*Requirement:* Copy out all of the material below word for word, leaving out the picture.

===============

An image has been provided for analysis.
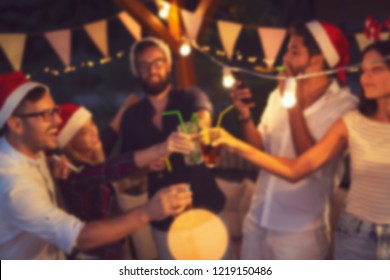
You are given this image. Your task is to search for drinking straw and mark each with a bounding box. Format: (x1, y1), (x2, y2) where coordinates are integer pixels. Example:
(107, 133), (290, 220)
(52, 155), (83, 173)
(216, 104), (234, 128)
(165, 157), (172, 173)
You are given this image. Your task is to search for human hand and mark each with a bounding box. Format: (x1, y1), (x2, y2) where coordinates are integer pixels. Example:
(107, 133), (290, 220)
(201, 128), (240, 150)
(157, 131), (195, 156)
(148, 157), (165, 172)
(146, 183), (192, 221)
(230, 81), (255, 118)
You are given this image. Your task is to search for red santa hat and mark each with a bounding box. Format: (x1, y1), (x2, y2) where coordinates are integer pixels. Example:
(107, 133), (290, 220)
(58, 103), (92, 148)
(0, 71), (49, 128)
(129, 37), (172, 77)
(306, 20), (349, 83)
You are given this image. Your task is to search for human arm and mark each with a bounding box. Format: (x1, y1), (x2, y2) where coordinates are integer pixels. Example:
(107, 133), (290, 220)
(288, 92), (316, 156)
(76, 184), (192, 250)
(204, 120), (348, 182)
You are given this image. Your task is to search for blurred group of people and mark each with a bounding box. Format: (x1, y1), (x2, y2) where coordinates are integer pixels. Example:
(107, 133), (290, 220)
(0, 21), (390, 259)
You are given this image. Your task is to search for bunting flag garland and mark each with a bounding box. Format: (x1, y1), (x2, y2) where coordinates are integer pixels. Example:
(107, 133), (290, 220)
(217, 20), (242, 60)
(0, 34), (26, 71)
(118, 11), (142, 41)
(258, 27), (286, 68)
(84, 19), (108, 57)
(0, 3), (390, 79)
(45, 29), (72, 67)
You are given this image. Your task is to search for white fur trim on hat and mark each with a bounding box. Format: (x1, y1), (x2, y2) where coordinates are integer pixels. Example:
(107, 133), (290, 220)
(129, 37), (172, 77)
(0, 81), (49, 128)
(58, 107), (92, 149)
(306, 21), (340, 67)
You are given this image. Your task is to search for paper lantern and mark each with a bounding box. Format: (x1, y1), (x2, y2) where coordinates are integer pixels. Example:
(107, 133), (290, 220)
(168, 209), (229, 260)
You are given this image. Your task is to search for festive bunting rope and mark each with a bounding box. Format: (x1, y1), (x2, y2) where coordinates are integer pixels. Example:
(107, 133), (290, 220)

===============

*Completed exercise:*
An image has been provided for analysis.
You are given this image. Your task is to search for drinking straw and mark each with a bounding box. Format: (x1, y1), (x2, y2) where coordinates are integer pixels. Example:
(107, 133), (290, 220)
(52, 155), (83, 173)
(216, 104), (234, 128)
(165, 157), (172, 173)
You are given this image. Your task is to search for human hand and mark each with a bounding box. Format: (x1, y1), (x2, y2) where coordinates are integer pixels. Example:
(107, 133), (290, 220)
(201, 128), (240, 150)
(157, 131), (195, 156)
(148, 157), (165, 172)
(146, 183), (192, 221)
(230, 81), (255, 118)
You are given this image. Your task is to search for red santa hat and mark each with a bounding box. Format: (x1, y1), (x2, y2) where coordinates are integer pixels. Example:
(107, 133), (290, 220)
(58, 103), (92, 148)
(0, 71), (49, 128)
(129, 37), (172, 77)
(306, 20), (349, 83)
You are given this image. Your task is to search for human arm and mark each with a bounding box. Format: (x1, y1), (x2, y2) where coordinates are integer pixels. Example:
(107, 133), (290, 220)
(288, 92), (316, 156)
(76, 184), (192, 250)
(204, 120), (348, 182)
You are given this image. Your task is to search for blurred group of people and mark each with a bounding box. Format: (x1, y1), (x2, y2) where coordinates are integer pixels. Example:
(107, 133), (290, 220)
(0, 21), (390, 259)
You are given this image. Your task is to search for bunting flag garland and mark each with a bounding box. Format: (x1, y1), (x2, y2) where coordinates are integer pixels. Example:
(107, 133), (290, 220)
(217, 20), (242, 60)
(0, 34), (26, 71)
(118, 11), (142, 41)
(258, 27), (286, 68)
(84, 19), (108, 57)
(0, 3), (390, 79)
(45, 29), (72, 67)
You are given this image. Your task is to search for white fur trim on hat and mark each with a bounding box. Format: (x1, y1), (x2, y2) where coordinates are integer pixels. Example:
(107, 133), (290, 220)
(129, 37), (172, 77)
(0, 81), (49, 128)
(58, 107), (92, 149)
(306, 21), (340, 67)
You are given this image. Your task is to search for paper lantern and mark each with a bounding box. Format: (x1, y1), (x2, y2) where coordinates are integer pixels. Example:
(107, 133), (290, 220)
(168, 209), (229, 260)
You are given this image. Your task is to search for festive bunting rope and mark each with a bounding box. Format: (x1, y1), (x2, y2) where coordinates are integer pixels. Example:
(107, 133), (290, 220)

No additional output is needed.